Stored data entries
····················
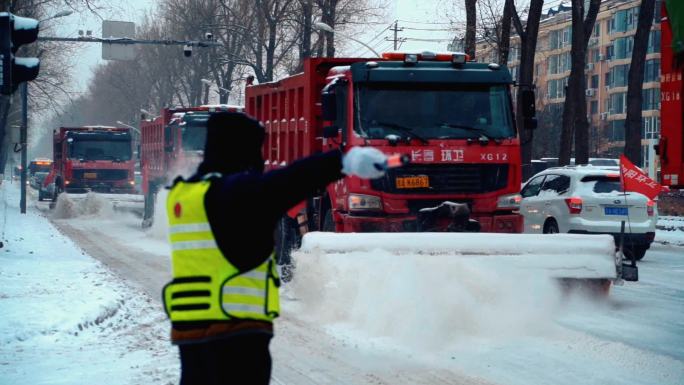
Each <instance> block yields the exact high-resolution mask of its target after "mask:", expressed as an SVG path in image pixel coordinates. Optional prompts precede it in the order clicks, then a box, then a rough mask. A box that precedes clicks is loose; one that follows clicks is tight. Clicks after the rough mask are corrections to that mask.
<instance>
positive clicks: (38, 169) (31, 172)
mask: <svg viewBox="0 0 684 385" xmlns="http://www.w3.org/2000/svg"><path fill="white" fill-rule="evenodd" d="M50 169H52V163H51V162H41V161H38V162H37V161H32V162H31V163H29V173H31V174H35V173H37V172H50Z"/></svg>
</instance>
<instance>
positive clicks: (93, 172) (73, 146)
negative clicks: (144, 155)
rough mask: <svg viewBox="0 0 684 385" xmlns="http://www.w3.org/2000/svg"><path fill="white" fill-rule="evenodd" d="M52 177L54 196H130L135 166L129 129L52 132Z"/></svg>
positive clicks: (65, 130)
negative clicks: (117, 195) (52, 162)
mask: <svg viewBox="0 0 684 385" xmlns="http://www.w3.org/2000/svg"><path fill="white" fill-rule="evenodd" d="M53 152H54V162H53V170H52V173H51V174H52V175H51V176H50V177H49V178H47V179H46V182H45V183H51V182H52V181H53V180H54V182H55V185H56V192H57V193H59V192H62V191H64V192H71V193H84V192H88V191H94V192H104V193H134V191H135V176H134V170H135V162H134V160H133V143H132V137H131V133H130V129H128V128H121V127H108V126H85V127H61V128H60V129H59V130H55V131H54V141H53Z"/></svg>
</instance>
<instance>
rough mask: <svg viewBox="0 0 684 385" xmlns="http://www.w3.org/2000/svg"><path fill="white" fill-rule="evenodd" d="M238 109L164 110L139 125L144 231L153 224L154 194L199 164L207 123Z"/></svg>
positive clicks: (140, 168) (146, 119) (201, 158)
mask: <svg viewBox="0 0 684 385" xmlns="http://www.w3.org/2000/svg"><path fill="white" fill-rule="evenodd" d="M242 110H243V108H242V107H241V106H233V105H225V104H221V105H206V106H199V107H186V108H164V109H162V111H161V113H160V115H159V116H157V117H154V118H151V119H148V117H147V116H143V120H142V121H141V122H140V172H141V174H142V191H143V194H144V196H145V208H144V212H143V227H148V226H150V225H151V224H152V220H153V217H154V202H155V199H156V195H157V192H158V191H159V189H160V188H162V187H163V186H166V185H168V184H169V182H171V180H172V179H173V178H175V177H176V176H178V175H186V176H187V175H189V174H191V173H192V172H193V171H194V170H195V168H196V167H197V165H198V164H199V163H200V161H201V160H202V152H203V150H204V141H205V139H206V135H207V119H209V114H211V113H212V112H215V111H242Z"/></svg>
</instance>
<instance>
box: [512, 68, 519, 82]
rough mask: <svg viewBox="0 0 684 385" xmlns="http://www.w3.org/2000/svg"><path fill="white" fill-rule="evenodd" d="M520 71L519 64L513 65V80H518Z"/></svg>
mask: <svg viewBox="0 0 684 385" xmlns="http://www.w3.org/2000/svg"><path fill="white" fill-rule="evenodd" d="M518 72H520V71H519V66H513V67H511V77H512V78H513V81H517V80H518Z"/></svg>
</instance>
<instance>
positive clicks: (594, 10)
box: [558, 0, 601, 165]
mask: <svg viewBox="0 0 684 385" xmlns="http://www.w3.org/2000/svg"><path fill="white" fill-rule="evenodd" d="M600 5H601V0H590V1H589V9H588V11H587V12H585V10H584V0H572V48H571V50H570V57H571V62H572V65H571V69H570V78H569V79H568V86H567V92H566V95H565V105H564V109H563V129H562V131H561V140H560V155H559V157H558V164H559V165H567V164H569V163H570V155H571V152H572V138H573V134H574V139H575V163H576V164H586V163H588V162H589V121H588V119H587V102H586V96H585V95H584V94H585V90H586V89H587V84H586V79H585V76H584V68H585V66H586V60H587V45H588V44H589V38H590V37H591V32H592V31H593V29H594V23H595V22H596V15H597V14H598V10H599V7H600ZM585 15H586V17H585Z"/></svg>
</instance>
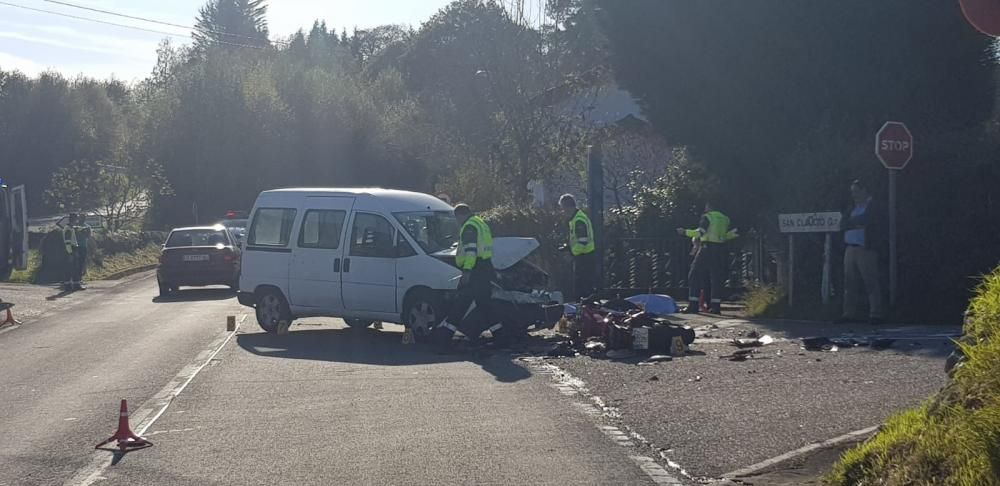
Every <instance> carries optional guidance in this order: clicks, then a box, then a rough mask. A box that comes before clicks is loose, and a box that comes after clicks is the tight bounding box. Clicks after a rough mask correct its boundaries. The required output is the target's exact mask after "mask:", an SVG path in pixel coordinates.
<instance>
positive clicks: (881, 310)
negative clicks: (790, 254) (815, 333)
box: [836, 180, 887, 324]
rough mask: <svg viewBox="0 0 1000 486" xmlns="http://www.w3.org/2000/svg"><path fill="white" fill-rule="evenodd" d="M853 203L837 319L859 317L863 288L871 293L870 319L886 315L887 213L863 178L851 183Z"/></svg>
mask: <svg viewBox="0 0 1000 486" xmlns="http://www.w3.org/2000/svg"><path fill="white" fill-rule="evenodd" d="M851 199H852V200H853V201H854V205H853V207H852V208H851V210H850V211H848V212H847V214H845V215H844V221H845V222H846V223H845V224H844V246H845V248H844V312H843V314H842V316H841V318H840V319H837V321H836V322H841V323H844V322H855V321H860V320H861V319H860V318H859V317H858V313H859V310H858V307H859V301H860V298H861V295H862V293H863V291H864V293H866V294H867V295H868V316H869V317H868V321H869V322H870V323H871V324H881V323H882V322H883V321H884V319H885V309H884V307H883V305H884V304H883V299H882V285H881V277H880V273H879V260H880V258H879V253H880V251H881V250H882V247H883V246H884V245H885V242H886V241H887V239H886V235H885V228H886V225H885V215H884V212H883V210H882V207H881V206H880V205H879V204H878V203H877V202H876V201H875V200H874V199H873V198H872V197H871V193H870V192H868V188H867V187H865V185H864V184H863V183H862V182H861V181H860V180H855V181H854V182H853V183H851Z"/></svg>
····················
**Your instructions:** Above are some records. Copy each of their lines that holds the string "tight".

**Response to this exercise:**
Each <instance> block yields the exact high-resolution mask of its target after "mask:", expressed as an SVG path in image pixel coordinates. Optional prompts precede it in the order clicks, then a box, then a rough mask. A box that precedes clicks is loose; one that follows clicks is tight. Clicks after the rough mask are corrections to that mask.
Every <instance> carries optional guidance in this order: clicks, then a box, then a rough mask. A box that comes before clicks is loose, and a box that comes after clicks is the tight bounding box. Clicks after a rough mask correct its boundaries. The required output is the target's exact mask after "mask:", an SVG path in pixel coordinates.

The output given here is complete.